> ANHAND DER INFORMATIONEN:
A. Welcher Anteil der Fasern wird laut einigen Studien, die im Text über Mikrofaserverschmutzung genannt werden, in Klärschlamm gefangen?
B. Schreiben Sie bitte aus dem Text über Mikrofaserverschmutzung den Teil ab, beginnend mit „Die Mikrofaserverschmutzung ist“ und weiter bis einschließlich „Proteine oder Zellulosefasern.“.
C. Führen Sie den Text über Mikrofaserverschmutzung im Anschluss an seinen letzten Satz weiter.

> LESETEXT:
Die Mikrofaserverschmutzung ist den Verbrauchern zunehmend bewusst geworden, da Tests gezeigt haben, dass Mikrofasern in unserer Nahrung und in unseren Körpern nachweisbar sind. Dabei sollte jedoch betont werden, dass nicht nur synthetische Mikrofasern die Umwelt verschmutzen, sondern auch natürliche Fasern, je nach verwendeter Chemie im Verarbeitungsprozess. Diese Fasern zersetzen sich nicht unbedingt so natürlich wie unbehandelte Proteine oder Zellulosefasern.

„Wir hören viel darüber, weil es mittlerweile standardisierte Tests gibt, die zeigen, welches Gewebe beim Waschen mehr Fasern freisetzt. Waschen ist jedoch nur einer von vielen Wegen, wie textile Fasern in die Umwelt gelangen. Einige Studien zeigen, dass zwischen 65 und 99 Prozent dieser Fasern in Klärschlamm gefangen werden. Dieser Schlamm wird dann entweder verbrannt oder als Bodenverbesserungsmittel auf Felder ausgebracht, wodurch die Fasern in die Umwelt gelangen“, erklärt Ferris.

> VORLIEGENDE EINTRÄGE:
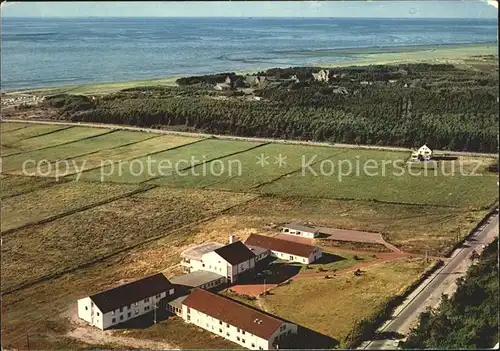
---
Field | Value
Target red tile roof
[245,234,315,257]
[182,288,284,340]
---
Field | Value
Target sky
[2,0,498,18]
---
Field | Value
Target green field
[1,182,141,232]
[4,131,155,175]
[80,139,260,183]
[154,144,346,191]
[40,132,199,177]
[261,151,498,208]
[2,125,111,152]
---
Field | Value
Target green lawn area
[155,143,346,191]
[2,125,110,155]
[1,182,141,235]
[294,248,374,274]
[4,130,151,176]
[77,139,260,183]
[41,134,199,177]
[260,150,498,208]
[0,122,32,136]
[260,258,427,343]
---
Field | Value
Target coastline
[2,43,498,95]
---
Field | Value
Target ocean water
[1,18,497,90]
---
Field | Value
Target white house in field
[181,235,255,283]
[410,144,433,161]
[281,222,319,239]
[78,273,175,330]
[182,288,297,350]
[245,234,323,264]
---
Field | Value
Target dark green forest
[403,238,500,350]
[41,64,498,152]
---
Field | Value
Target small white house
[410,144,432,161]
[182,288,297,350]
[78,273,175,330]
[181,236,255,283]
[281,223,319,239]
[245,234,323,264]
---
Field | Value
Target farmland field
[154,144,346,191]
[260,258,428,344]
[2,125,111,152]
[3,131,151,175]
[77,139,261,183]
[2,184,254,289]
[2,182,141,232]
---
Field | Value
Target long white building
[181,236,255,283]
[78,273,175,330]
[245,234,323,264]
[181,288,297,350]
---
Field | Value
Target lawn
[155,143,347,191]
[2,188,254,290]
[260,259,427,343]
[40,135,199,177]
[1,180,141,235]
[3,131,151,177]
[2,125,110,152]
[260,150,498,208]
[0,175,64,199]
[77,139,260,183]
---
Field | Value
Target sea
[1,17,497,91]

> ANTWORTEN:
A. Zwischen 65 und 99 Prozent.

B.
Die Mikrofaserverschmutzung ist den Verbrauchern zunehmend bewusst geworden, da Tests gezeigt haben, dass Mikrofasern in unserer Nahrung und in unseren Körpern nachweisbar sind. Dabei sollte jedoch betont werden, dass nicht nur synthetische Mikrofasern die Umwelt verschmutzen, sondern auch natürliche Fasern, je nach verwendeter Chemie im Verarbeitungsprozess. Diese Fasern zersetzen sich nicht unbedingt so natürlich wie unbehandelte Proteine oder Zellulosefasern.

C.
„Wenn sie mit Ciclo behandelt wurden, können sie zumindest anfangen, sich im Schlamm biologisch abzubauen und diesen Prozess fortsetzen, wenn der Schlamm auf den Boden aufgetragen wird. Und wenn sie im Meer landen, können sie dort ebenfalls biologisch abgebaut werden“, sagt Ferris.

Neue biobasierte Kompatibilität

Mit den jüngsten Entwicklungen bei biobasierten Synthetikfasern ist Ciclo ebenfalls kompatibel. Ein zertifizierter Hersteller hat bereits ein biobasiertes Nylon mit Ciclo-Biologischer Abbaubarkeit auf den Markt gebracht. Aber wie viel Ciclo ist eigentlich nötig, um diesen Prozess zu starten? Beruhigend: Es sind nur zwei Prozent des Gewichts nötig – wenn du 100 Kilogramm recyceltes Ciclo-Polyester herstellst, wären das 98 Kilogramm recycelte PET-Chips und zwei Kilogramm Ciclo. Und laut Ferris ist der Aufpreis für Ciclo im Vergleich zu anderen Materialien gar nicht so hoch, was in Zeiten knapper Margen ein Vorteil ist.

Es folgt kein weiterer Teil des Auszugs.